Dataset records
>> Begin

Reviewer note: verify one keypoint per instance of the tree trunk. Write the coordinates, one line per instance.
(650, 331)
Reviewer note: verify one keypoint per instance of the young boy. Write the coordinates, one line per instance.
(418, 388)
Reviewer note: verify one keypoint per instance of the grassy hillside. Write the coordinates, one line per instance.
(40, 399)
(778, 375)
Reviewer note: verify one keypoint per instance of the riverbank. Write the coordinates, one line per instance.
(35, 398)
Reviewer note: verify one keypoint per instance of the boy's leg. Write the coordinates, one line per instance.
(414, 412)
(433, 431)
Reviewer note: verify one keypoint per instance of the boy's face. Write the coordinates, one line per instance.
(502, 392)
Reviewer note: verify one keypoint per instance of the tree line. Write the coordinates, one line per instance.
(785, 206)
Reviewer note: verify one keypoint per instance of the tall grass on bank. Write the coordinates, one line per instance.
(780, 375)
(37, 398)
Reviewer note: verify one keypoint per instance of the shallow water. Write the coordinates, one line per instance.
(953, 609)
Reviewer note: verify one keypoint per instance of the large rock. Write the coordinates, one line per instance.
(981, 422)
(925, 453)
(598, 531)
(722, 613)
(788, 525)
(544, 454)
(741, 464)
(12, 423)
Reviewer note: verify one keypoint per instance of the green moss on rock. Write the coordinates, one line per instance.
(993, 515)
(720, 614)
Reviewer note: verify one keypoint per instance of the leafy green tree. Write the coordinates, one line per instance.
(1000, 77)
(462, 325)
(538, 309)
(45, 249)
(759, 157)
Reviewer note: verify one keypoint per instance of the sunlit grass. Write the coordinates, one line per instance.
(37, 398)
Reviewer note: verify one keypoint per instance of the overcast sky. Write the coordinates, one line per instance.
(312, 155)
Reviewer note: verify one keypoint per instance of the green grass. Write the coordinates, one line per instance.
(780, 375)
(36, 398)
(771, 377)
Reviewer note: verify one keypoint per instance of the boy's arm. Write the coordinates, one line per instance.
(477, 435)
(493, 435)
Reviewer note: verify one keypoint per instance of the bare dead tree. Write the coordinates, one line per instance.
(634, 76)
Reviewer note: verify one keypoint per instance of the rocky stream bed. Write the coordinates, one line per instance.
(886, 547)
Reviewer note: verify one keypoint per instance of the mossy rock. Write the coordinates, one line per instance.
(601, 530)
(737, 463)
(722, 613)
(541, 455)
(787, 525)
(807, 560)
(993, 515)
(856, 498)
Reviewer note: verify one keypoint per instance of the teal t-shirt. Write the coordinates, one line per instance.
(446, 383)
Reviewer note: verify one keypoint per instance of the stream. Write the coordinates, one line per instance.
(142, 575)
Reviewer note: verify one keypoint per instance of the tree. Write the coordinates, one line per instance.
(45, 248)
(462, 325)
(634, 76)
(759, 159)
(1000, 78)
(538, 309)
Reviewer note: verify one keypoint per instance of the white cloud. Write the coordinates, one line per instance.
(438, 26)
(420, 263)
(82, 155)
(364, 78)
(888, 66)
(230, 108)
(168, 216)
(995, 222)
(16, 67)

>> End

Transcribe the records above exactly as they appear.

(Written response):
Reviewer note: verify one keypoint per instance of the tree trunk. Write the coordinates, one line per instance.
(650, 331)
Reviewer note: verify one keypoint per instance of the young boy. Write the coordinates, one line per instance.
(418, 388)
Reviewer note: verify one keypoint per instance of the grassy hillside. Write the coordinates, one line per instance.
(40, 399)
(778, 375)
Reviewer note: verify one keypoint per instance of the riverbank. Write the coordinates, one line per instance.
(35, 398)
Reviewer note: verify one keypoint per instance of the boy's leg. Write the coordinates, one line per instance.
(414, 412)
(433, 431)
Reviewer note: verify one keypoint per instance of the boy's face. Write the coordinates, one line per instance.
(502, 392)
Reviewer note: verify one keypoint per instance of the tree line. Write the coordinates, one line per instance.
(785, 206)
Reviewer note: verify one keypoint per instance of the tall grass on bank. Write the coordinates, one line per instance.
(780, 375)
(37, 398)
Reviewer note: verify one keypoint per instance of the shallow water. Write the coordinates, one line per instance.
(953, 609)
Reviewer note: verify one keypoint per instance of the large rock. Write the coordinates, one line per instance.
(981, 422)
(925, 453)
(598, 531)
(722, 613)
(788, 525)
(544, 454)
(741, 464)
(12, 423)
Reviewer note: verify one keypoint per instance of the green moss on rock. Write the coordinates, one line per instance.
(993, 515)
(720, 614)
Reviewer note: verify one keypoint per instance of the leafy green tree. Write the coordinates, one line per instance.
(1000, 77)
(462, 325)
(538, 309)
(45, 249)
(759, 157)
Reviewer note: verify one keypoint per instance of the sunlit grass. Write the coordinates, one line per instance.
(37, 398)
Reviewer note: verify one keypoint per instance of the overcast sky. Write the coordinates, one line per instance.
(312, 155)
Reviewer note: verify one keypoint per instance of the green grass. Write the coordinates, one line per instance.
(780, 375)
(36, 398)
(771, 377)
Reviewer note: verify one keypoint per instance of the boy's arm. Write the coordinates, one line per instance.
(477, 435)
(493, 435)
Reviewer note: verify one keypoint per instance of the bare dead tree. Write the coordinates, one line per instance.
(634, 76)
Reviewer note: verify one keypoint per instance of the rocky stream bed. Write the coordinates, one line per instance.
(886, 547)
Reviewer note: verify one keypoint per instance of the mossy rock. Write the coordinates, one line per instance.
(601, 530)
(737, 463)
(722, 613)
(541, 455)
(787, 525)
(807, 560)
(993, 515)
(856, 498)
Reviewer note: verify one keypoint per instance of the teal t-shirt. Write the coordinates, one line per instance.
(446, 383)
Reviewer note: verify one keypoint per instance of the stream. Write the coordinates, one line per instance.
(142, 575)
Reviewer note: verify one keypoint per instance of the tree. Write the coordinates, one line per instance.
(45, 248)
(462, 325)
(634, 76)
(759, 159)
(1000, 78)
(538, 309)
Reviewer note: verify one keypoint per instance of the white cloud. Write the coordinates, one line per instance.
(438, 26)
(420, 263)
(82, 155)
(364, 78)
(888, 66)
(230, 108)
(168, 216)
(995, 222)
(16, 67)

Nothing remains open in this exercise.